- **DIRECTIONS**: Copy out every record precisely.

- **RECORD EXTRACTS**:
━━━━━━━━━━━━━━━━━━━━━━━━━━━━━━
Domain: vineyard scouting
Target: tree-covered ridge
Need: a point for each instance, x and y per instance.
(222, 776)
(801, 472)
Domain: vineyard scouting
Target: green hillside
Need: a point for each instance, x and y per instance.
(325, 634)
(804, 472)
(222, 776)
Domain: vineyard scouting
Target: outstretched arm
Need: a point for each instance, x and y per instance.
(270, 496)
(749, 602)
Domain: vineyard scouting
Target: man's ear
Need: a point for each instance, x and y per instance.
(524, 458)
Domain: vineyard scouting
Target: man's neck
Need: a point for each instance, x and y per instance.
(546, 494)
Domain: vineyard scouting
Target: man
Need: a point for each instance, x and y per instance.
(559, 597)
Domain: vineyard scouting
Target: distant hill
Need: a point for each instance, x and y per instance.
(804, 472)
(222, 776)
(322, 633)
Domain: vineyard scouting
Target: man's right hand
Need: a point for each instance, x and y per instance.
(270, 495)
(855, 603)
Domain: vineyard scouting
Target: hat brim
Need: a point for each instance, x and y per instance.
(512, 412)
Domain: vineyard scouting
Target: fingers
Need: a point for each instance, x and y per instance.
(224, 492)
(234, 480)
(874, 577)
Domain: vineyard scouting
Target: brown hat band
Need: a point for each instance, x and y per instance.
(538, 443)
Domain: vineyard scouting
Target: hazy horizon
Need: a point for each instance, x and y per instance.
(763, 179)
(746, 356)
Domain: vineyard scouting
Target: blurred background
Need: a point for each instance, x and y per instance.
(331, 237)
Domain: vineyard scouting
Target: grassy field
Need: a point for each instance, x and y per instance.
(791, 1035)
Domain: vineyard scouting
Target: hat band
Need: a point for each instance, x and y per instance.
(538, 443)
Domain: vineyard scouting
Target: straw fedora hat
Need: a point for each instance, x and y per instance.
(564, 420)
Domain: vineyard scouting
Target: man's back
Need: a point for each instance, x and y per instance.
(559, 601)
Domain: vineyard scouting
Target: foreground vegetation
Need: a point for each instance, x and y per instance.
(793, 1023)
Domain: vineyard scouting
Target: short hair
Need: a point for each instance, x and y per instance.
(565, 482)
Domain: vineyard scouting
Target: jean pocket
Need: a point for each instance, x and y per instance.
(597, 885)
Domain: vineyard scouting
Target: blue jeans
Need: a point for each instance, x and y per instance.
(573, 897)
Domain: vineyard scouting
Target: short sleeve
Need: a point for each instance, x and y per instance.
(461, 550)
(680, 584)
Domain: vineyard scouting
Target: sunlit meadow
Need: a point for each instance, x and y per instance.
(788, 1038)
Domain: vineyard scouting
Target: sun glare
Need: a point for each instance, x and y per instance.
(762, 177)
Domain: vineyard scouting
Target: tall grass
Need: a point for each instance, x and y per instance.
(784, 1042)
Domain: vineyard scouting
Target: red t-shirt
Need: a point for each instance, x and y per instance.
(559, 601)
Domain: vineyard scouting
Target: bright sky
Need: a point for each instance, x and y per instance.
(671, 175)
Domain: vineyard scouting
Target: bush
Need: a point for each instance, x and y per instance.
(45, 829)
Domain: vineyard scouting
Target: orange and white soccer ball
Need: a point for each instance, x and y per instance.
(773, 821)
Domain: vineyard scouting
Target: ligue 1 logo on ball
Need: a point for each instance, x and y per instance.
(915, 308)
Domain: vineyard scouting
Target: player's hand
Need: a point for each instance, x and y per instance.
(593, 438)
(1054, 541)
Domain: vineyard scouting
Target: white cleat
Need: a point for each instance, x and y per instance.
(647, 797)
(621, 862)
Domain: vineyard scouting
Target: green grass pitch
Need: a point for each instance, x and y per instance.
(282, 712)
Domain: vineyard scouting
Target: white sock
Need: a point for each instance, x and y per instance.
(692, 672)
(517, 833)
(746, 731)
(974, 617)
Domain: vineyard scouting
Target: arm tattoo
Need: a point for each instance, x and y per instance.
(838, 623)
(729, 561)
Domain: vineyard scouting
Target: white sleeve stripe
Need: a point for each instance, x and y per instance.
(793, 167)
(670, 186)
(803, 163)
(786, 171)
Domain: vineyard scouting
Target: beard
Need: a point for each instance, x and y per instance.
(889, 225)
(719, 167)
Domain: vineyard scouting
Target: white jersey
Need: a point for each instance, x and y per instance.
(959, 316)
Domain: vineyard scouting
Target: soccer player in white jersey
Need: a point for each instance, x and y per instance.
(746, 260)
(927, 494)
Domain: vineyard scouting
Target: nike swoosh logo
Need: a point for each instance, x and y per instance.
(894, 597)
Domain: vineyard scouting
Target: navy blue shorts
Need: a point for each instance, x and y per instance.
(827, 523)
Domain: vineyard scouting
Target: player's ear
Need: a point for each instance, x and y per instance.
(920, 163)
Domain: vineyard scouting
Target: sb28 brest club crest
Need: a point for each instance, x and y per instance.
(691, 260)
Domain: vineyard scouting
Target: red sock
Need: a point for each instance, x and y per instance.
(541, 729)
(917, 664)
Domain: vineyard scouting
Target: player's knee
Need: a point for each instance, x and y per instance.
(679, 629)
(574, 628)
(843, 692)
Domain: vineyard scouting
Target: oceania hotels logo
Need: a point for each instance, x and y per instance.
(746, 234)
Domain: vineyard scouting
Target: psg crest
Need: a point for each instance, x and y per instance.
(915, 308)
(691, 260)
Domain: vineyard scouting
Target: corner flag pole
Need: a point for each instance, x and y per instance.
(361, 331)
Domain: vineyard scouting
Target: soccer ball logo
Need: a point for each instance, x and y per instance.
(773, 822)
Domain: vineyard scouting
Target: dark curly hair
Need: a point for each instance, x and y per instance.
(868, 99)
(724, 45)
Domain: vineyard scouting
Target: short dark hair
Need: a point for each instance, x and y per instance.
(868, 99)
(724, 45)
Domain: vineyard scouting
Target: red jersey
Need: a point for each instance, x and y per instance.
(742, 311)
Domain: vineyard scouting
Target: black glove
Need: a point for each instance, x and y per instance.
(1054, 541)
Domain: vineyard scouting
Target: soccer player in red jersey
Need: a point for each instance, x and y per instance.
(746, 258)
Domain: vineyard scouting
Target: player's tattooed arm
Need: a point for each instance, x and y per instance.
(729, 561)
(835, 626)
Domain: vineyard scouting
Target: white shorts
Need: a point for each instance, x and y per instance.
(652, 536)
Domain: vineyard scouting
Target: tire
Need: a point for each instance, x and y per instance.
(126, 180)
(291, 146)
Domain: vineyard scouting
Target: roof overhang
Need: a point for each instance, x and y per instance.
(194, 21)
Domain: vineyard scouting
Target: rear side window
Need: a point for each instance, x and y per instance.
━━━━━━━━━━━━━━━━━━━━━━━━━━━━━━
- **TASK RESULT**:
Domain: vineyard scouting
Target: tree-covered ridge
Need: a point for each instance, x and y per instance.
(222, 776)
(801, 472)
Domain: vineyard scouting
Target: green hillside
Need: a point for each instance, x and y per instance.
(325, 634)
(804, 472)
(222, 776)
Domain: vineyard scouting
Target: outstretched arm
Need: a point for each instance, x and y per instance.
(270, 496)
(749, 602)
Domain: vineyard scouting
Target: man's ear
Need: a point for each instance, x and y per instance.
(524, 458)
Domain: vineyard scouting
Target: man's neck
Need: a point for each instance, x and y per instance.
(546, 494)
Domain: vineyard scouting
Target: man
Need: a point for each instance, x and y per instance.
(559, 597)
Domain: vineyard scouting
Target: distant hill
Need: a point for each instance, x and y per instance.
(804, 472)
(222, 776)
(322, 633)
Domain: vineyard scouting
Target: man's right hand
Need: a point for each instance, x and y per instance.
(270, 495)
(855, 603)
Domain: vineyard scouting
Target: hat brim
Need: a point for each instance, x and y per instance.
(512, 412)
Domain: vineyard scouting
Target: fingers
Need: a point for each instance, x and y per instance.
(224, 492)
(234, 480)
(874, 577)
Domain: vineyard scouting
Target: brown hat band
Need: a point for each instance, x and y per instance.
(538, 443)
Domain: vineyard scouting
Target: hazy horizon
Need: a point for each instance, x and y per instance.
(763, 179)
(746, 356)
Domain: vineyard scouting
Target: blurred background
Need: a point for each instance, x and y per instance.
(331, 237)
Domain: vineyard scouting
Target: grassy field
Need: a point for each instance, x and y per instance.
(791, 1035)
Domain: vineyard scouting
Target: hat band
Need: a point for each instance, x and y per instance.
(538, 443)
Domain: vineyard scouting
Target: straw fedora hat
Need: a point for each instance, x and y per instance.
(564, 420)
Domain: vineyard scouting
Target: man's back
Need: a point for each instance, x and y per instance.
(559, 601)
Domain: vineyard scouting
Target: foreground vegetation
Need: a point for each instance, x and y per instance.
(793, 1023)
Domain: vineyard scouting
Target: short hair
Need: a point for each instance, x and y per instance.
(565, 482)
Domain: vineyard scouting
Target: jean pocket
Need: a point for each instance, x and y per instance.
(597, 885)
Domain: vineyard scouting
Target: blue jeans
Need: a point for each instance, x and y per instance.
(573, 897)
Domain: vineyard scouting
Target: short sleeve
Need: a point for each instance, x and y per instance.
(461, 550)
(680, 584)
Domain: vineyard scouting
Target: sunlit meadow
Need: a point for each instance, x and y per instance.
(788, 1038)
Domain: vineyard scouting
Target: sun glare
Need: a point for each instance, x and y per instance.
(762, 177)
Domain: vineyard scouting
Target: tall grass
Need: a point for each instance, x and y per instance.
(784, 1042)
Domain: vineyard scouting
Target: red t-shirt
Need: a point for each instance, x and y per instance.
(559, 601)
Domain: vineyard scouting
Target: bright sky
Need: a point for each instance, x and y per instance.
(671, 175)
Domain: vineyard scouting
Target: bush
Need: a point for each instance, x and y per instance.
(45, 829)
Domain: vineyard scouting
Target: orange and white soccer ball
Need: a point for each instance, x and y per instance.
(773, 821)
Domain: vineyard scouting
Target: ligue 1 logo on ball
Need: a point for each instance, x and y per instance.
(915, 308)
Domain: vineyard scouting
Target: player's hand
Need: a point for each instance, x and y per instance.
(593, 438)
(1054, 541)
Domain: vineyard scouting
Target: white cleat
Need: a point for each instance, x and y per instance.
(647, 797)
(621, 862)
Domain: vineyard scouting
Target: green grass pitch
Need: a point for each instance, x and y per instance.
(282, 712)
Domain: vineyard scouting
Target: white sock
Need: a point for each instance, x and y per instance.
(692, 672)
(517, 833)
(746, 731)
(974, 617)
Domain: vineyard scouting
Target: arm tattoo
Need: a point for each instance, x and y per instance.
(838, 623)
(729, 561)
Domain: vineyard scouting
Target: white sleeve stripe
Need: a point for each instance, x and y per instance.
(793, 167)
(670, 186)
(803, 163)
(786, 171)
Domain: vineyard scouting
Target: beard
Need: a point for each instance, x and y per instance.
(889, 225)
(719, 167)
Domain: vineyard scouting
Target: white jersey
Need: a point for each instance, x and y per instance.
(959, 316)
Domain: vineyard scouting
Target: soccer player in white jersey
Need: a point for each instance, x and y per instance.
(746, 260)
(927, 494)
Domain: vineyard scouting
Target: nike swoosh logo
Need: a point for each instance, x and y per instance.
(894, 597)
Domain: vineyard scouting
Target: navy blue shorts
Need: a point for each instance, x and y per instance.
(827, 523)
Domain: vineyard scouting
Target: player's ear
Need: a point for each instance, x and y per instance.
(920, 163)
Domain: vineyard scouting
Target: sb28 brest club crest
Need: a point for each instance, x and y per instance.
(691, 260)
Domain: vineyard scouting
Target: red sock
Need: a point for each instance, x and y per instance.
(541, 729)
(917, 664)
Domain: vineyard scouting
Target: player's knee
Need: a point for each instance, x and y per instance.
(679, 629)
(574, 628)
(843, 692)
Domain: vineyard scouting
Target: oceania hotels logo
Need: a point for each instance, x and y per instance.
(746, 234)
Domain: vineyard scouting
Target: psg crest
Need: a point for each instance, x and y per instance.
(915, 308)
(691, 260)
Domain: vineyard scouting
Target: corner flag pole
Need: a point for each instance, x and y per instance.
(361, 331)
Domain: vineyard scouting
Target: soccer ball logo
Need: a point for each instance, x and y per instance.
(773, 822)
Domain: vineyard scouting
Target: dark curly hair
Need: a point for each instance, x and y per instance.
(868, 99)
(724, 45)
Domain: vineyard scouting
Target: short dark hair
Need: a point for each instance, x and y per instance.
(868, 99)
(724, 45)
Domain: vineyard scouting
Target: red jersey
Need: a point for each instance, x and y per instance.
(742, 311)
Domain: vineyard scouting
Target: black glove
Need: a point for each instance, x and y per instance.
(1054, 541)
Domain: vineyard scouting
Target: soccer player in red jersey
Need: a point for each instance, x and y per instance.
(746, 258)
Domain: vineyard scouting
Target: player's tattooed arm
Need: a point for each instance, x and y per instance.
(729, 561)
(835, 626)
Domain: vineyard scouting
Target: white shorts
Need: a point for each instance, x and y per instance.
(652, 536)
Domain: vineyard scouting
Target: tire
Need: a point for each instance, x and y per instance.
(126, 180)
(291, 146)
Domain: vineyard scouting
Target: roof overhang
Need: a point for each instance, x and y per instance.
(194, 21)
Domain: vineyard scouting
Target: rear side window
Need: a point for each instance, x and y per instance.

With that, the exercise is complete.